I wanted to be thin. 

But that’s a lie.
I didn’t want to be thin; I wanted to become thin.

The expanding of the word ‘be’ to ‘become’ suggests this agency. That it wasn’t just a way of thinking, but also a way of acting. Later in the poem she correlates her personal regrets with the potential threat that she has passed on these epigenetic traits to her children. In “USA Gymnastics,” she recontextualizes her childhood perception of heroics with newer knowledge that abusive systems were often behind such moments. She writes, “So we sacrifice our children / To the altar of the Olympiad / And wonder why they end up broken.” The poems as a whole are an intricate web of these kinds of connections. Singular and collective decisions are the silk that weaves a vast social pattern that both satiates and traps us. It is within this patchwork structure that our children experience life. 

Her poems also reflect heavily upon mortality. “Things to Say to Your Husband after his Cancer Comes Back,” is both beautifully intimate and devastating in its interchange between comfort language and inner monologue:

[...]your words like butterflies in a net, and when the sun streams through the honeycomb fibers like a fake promise, it will be almost like they’ve escaped, like they’re out and free and you know exactly what to say in this terrible moment of mortal terror, except they’re actually still caught in the net so instead you have to try again.

In “To the Med Student Whose Anatomy-Class Cadaver Is My Best Friend,” this intimacy shines as an elegy to a childhood friend who committed suicide. Greenstein expertly relates the tiny, singular moments that form a friendship and also offers a guide map for deriving understanding and empathy through the inspection of the physical: “Please see her tattoos. / Please see her journey.” 

This type of empathy is a key component to the funnier moments within the collection. A personal anecdote of realizing too late the mistake of eating mushrooms and watching Requiem for a Dream shows the trajectory of how these experiences are the origins of her understanding in “Ode to That Guy on the Interstate Going Fifteen MPH and Obviously Tripping Face.” There is a beauty to this type of relating, because it causes us to see the multi-faceted way our past decisions affect our current and future ones and that, yes it can be quite depressing, but it’s not all bad. There can be sincerity and comradery in our bad decisions.

## DATA
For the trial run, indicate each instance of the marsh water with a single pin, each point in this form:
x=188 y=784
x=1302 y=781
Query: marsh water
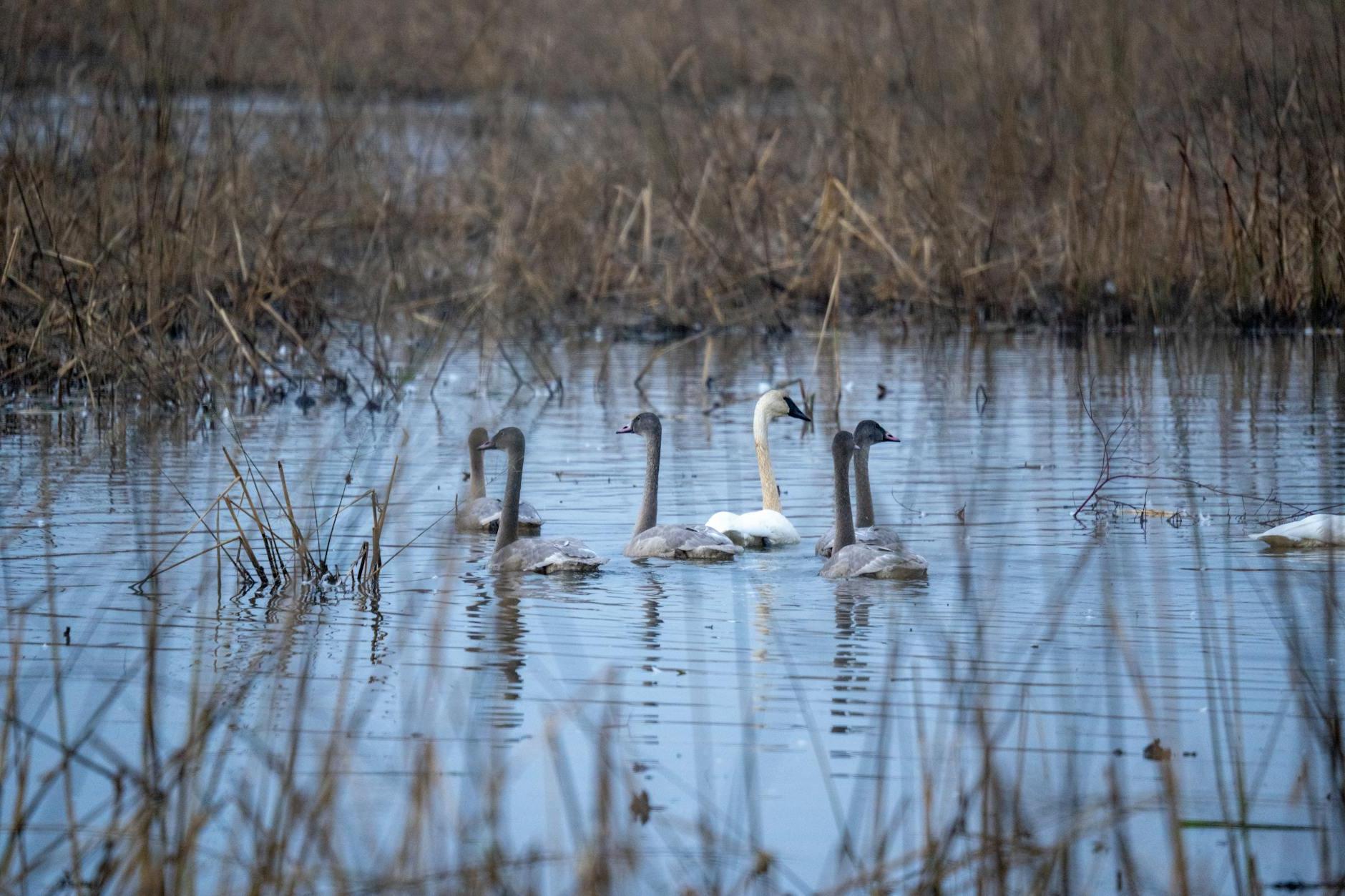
x=759 y=708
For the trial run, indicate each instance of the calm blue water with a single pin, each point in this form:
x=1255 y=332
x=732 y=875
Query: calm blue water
x=759 y=707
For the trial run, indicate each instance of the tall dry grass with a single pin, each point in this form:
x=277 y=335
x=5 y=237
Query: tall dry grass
x=669 y=166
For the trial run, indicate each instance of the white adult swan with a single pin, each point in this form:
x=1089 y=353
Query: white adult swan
x=869 y=432
x=851 y=560
x=530 y=555
x=672 y=543
x=479 y=511
x=767 y=526
x=1309 y=532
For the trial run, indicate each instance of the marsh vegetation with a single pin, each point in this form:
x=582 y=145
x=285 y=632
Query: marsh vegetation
x=264 y=265
x=185 y=200
x=1134 y=699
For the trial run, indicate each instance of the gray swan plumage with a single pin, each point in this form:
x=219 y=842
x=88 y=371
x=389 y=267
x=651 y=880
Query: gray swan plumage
x=530 y=555
x=851 y=560
x=481 y=511
x=869 y=432
x=670 y=541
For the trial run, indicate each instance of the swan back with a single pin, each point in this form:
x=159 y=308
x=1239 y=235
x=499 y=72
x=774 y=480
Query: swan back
x=683 y=543
x=874 y=561
x=534 y=555
x=481 y=511
x=547 y=556
x=1309 y=532
x=863 y=536
x=672 y=543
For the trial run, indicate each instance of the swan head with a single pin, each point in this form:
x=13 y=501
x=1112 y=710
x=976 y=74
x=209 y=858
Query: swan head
x=645 y=424
x=507 y=439
x=776 y=404
x=871 y=432
x=478 y=438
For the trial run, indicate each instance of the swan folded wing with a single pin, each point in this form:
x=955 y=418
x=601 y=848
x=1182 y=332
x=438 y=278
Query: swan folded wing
x=527 y=516
x=547 y=556
x=874 y=561
x=756 y=529
x=683 y=543
x=865 y=536
x=484 y=513
x=1319 y=529
x=481 y=513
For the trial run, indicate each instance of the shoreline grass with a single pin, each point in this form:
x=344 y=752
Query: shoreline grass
x=660 y=169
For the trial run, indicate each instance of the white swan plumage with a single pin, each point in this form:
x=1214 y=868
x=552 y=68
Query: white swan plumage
x=768 y=526
x=1309 y=532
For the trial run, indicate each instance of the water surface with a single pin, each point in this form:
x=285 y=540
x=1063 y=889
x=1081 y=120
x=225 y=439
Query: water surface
x=776 y=711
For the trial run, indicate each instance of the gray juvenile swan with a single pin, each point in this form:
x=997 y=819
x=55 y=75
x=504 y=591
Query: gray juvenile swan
x=483 y=513
x=851 y=560
x=869 y=432
x=530 y=555
x=670 y=541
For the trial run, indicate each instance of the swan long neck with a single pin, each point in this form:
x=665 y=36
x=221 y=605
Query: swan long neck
x=845 y=523
x=770 y=491
x=863 y=494
x=476 y=483
x=650 y=506
x=513 y=490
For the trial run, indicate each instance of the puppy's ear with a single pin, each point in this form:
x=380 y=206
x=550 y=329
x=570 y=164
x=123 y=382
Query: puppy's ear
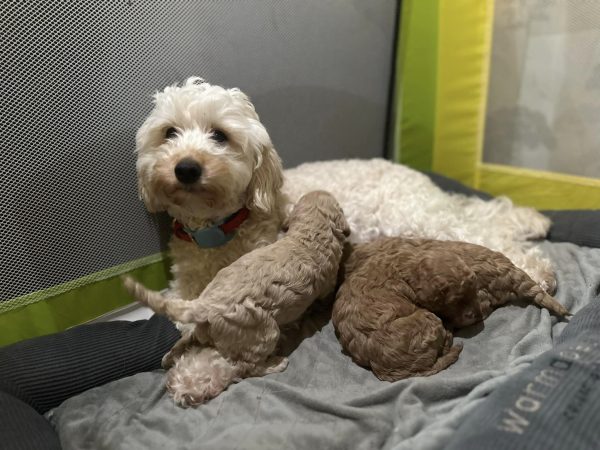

## TO DO
From the poetry review, reproduce word for word the part that opens with the words "Her poems also" and closes with "to try again.".

## ANSWER FOR THIS EXERCISE
Her poems also reflect heavily upon mortality. “Things to Say to Your Husband after his Cancer Comes Back,” is both beautifully intimate and devastating in its interchange between comfort language and inner monologue:

[...]your words like butterflies in a net, and when the sun streams through the honeycomb fibers like a fake promise, it will be almost like they’ve escaped, like they’re out and free and you know exactly what to say in this terrible moment of mortal terror, except they’re actually still caught in the net so instead you have to try again.